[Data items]
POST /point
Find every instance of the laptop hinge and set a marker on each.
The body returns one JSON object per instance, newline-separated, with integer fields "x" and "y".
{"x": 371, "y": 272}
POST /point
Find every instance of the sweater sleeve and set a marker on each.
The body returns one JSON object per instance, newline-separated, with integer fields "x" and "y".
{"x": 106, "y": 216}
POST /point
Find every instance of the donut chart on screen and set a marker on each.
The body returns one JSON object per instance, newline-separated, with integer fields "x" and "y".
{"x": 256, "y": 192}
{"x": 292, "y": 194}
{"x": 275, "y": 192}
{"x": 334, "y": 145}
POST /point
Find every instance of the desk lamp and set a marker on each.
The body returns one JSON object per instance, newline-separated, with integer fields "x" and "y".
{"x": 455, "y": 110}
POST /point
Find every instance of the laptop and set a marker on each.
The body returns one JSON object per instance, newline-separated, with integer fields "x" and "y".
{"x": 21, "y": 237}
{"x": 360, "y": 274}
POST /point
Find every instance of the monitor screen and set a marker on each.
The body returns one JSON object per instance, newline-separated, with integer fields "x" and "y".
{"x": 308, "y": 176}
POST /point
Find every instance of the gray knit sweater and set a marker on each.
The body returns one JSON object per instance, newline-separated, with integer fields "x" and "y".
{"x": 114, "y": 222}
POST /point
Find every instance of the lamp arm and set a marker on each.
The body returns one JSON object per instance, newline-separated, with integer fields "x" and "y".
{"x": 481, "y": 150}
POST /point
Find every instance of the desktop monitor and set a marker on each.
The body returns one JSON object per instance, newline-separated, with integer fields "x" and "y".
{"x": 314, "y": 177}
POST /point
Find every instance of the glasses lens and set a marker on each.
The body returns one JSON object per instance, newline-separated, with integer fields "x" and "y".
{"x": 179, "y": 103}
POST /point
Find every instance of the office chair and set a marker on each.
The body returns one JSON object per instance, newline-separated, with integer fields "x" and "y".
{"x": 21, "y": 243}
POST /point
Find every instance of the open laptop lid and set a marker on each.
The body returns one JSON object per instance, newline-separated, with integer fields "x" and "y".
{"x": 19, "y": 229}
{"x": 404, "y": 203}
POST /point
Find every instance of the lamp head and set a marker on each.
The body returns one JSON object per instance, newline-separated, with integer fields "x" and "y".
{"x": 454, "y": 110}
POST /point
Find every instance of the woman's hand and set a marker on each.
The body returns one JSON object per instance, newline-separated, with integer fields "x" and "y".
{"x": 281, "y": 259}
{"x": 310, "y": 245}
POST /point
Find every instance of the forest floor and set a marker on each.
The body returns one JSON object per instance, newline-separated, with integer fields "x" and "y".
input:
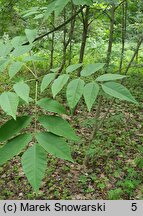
{"x": 116, "y": 159}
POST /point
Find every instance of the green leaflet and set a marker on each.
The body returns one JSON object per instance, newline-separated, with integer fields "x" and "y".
{"x": 118, "y": 91}
{"x": 3, "y": 64}
{"x": 5, "y": 49}
{"x": 54, "y": 145}
{"x": 14, "y": 147}
{"x": 90, "y": 94}
{"x": 34, "y": 163}
{"x": 60, "y": 5}
{"x": 73, "y": 67}
{"x": 12, "y": 127}
{"x": 22, "y": 90}
{"x": 9, "y": 103}
{"x": 15, "y": 68}
{"x": 83, "y": 2}
{"x": 51, "y": 105}
{"x": 58, "y": 126}
{"x": 74, "y": 92}
{"x": 109, "y": 77}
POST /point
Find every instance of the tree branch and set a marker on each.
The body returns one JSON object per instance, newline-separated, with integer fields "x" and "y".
{"x": 58, "y": 27}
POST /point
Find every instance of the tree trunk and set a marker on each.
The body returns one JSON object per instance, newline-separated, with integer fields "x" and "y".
{"x": 110, "y": 43}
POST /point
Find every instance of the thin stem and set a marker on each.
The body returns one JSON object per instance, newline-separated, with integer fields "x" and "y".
{"x": 95, "y": 129}
{"x": 36, "y": 98}
{"x": 35, "y": 75}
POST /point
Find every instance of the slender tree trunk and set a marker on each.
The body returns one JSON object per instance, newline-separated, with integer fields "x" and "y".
{"x": 124, "y": 24}
{"x": 110, "y": 43}
{"x": 84, "y": 36}
{"x": 52, "y": 44}
{"x": 71, "y": 36}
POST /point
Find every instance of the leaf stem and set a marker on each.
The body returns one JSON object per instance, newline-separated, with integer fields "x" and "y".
{"x": 95, "y": 129}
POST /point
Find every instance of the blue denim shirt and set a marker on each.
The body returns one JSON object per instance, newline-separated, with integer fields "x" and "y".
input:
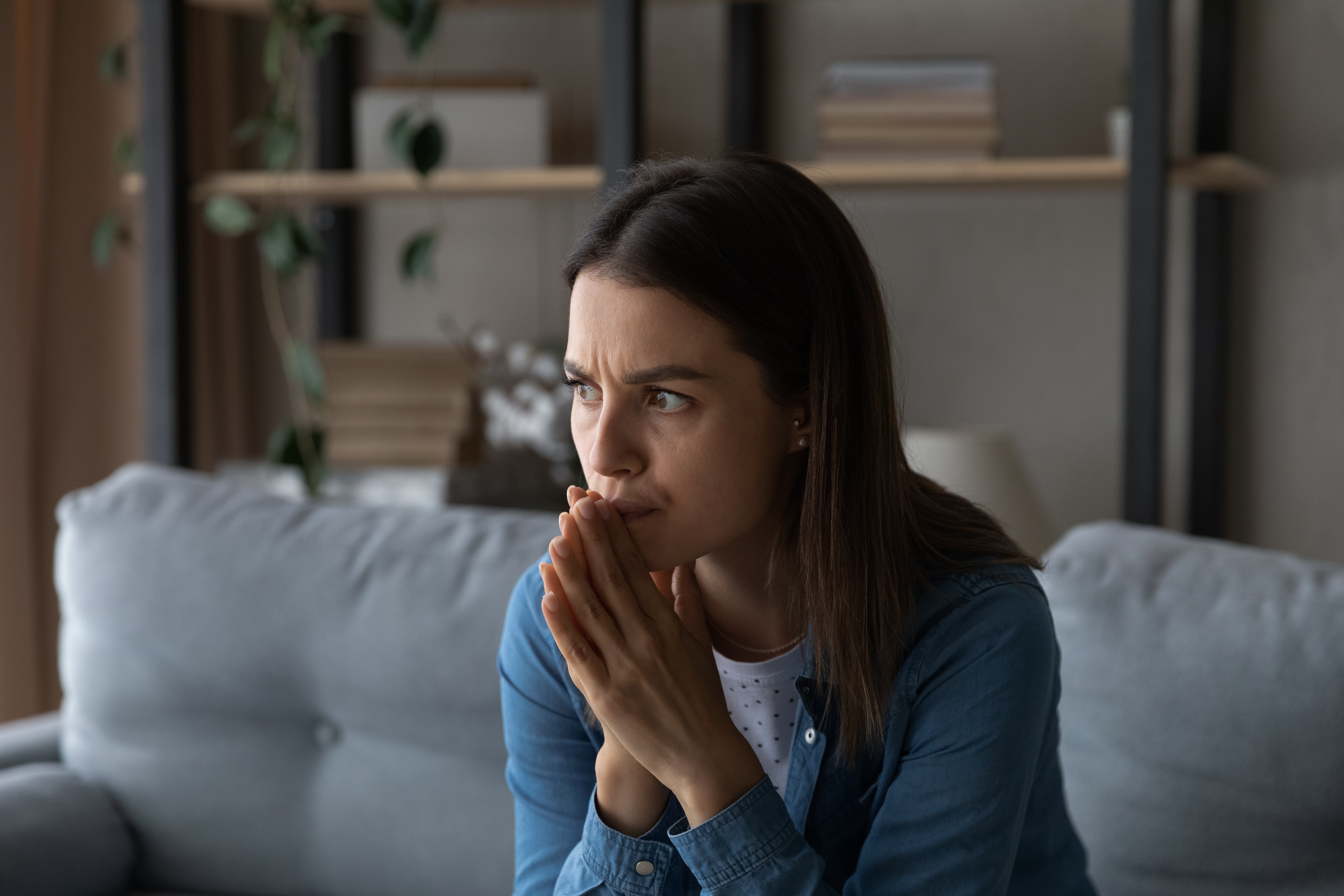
{"x": 966, "y": 799}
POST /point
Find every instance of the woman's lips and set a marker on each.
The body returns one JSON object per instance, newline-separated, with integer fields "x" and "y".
{"x": 631, "y": 511}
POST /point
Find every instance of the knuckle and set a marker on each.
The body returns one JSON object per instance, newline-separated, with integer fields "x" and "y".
{"x": 647, "y": 643}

• TASK TO CARRY OUT:
From the entries above, say how many lines contain "laptop". Only the number is wanted.

• SOLUTION FOR THIS PROBLEM:
3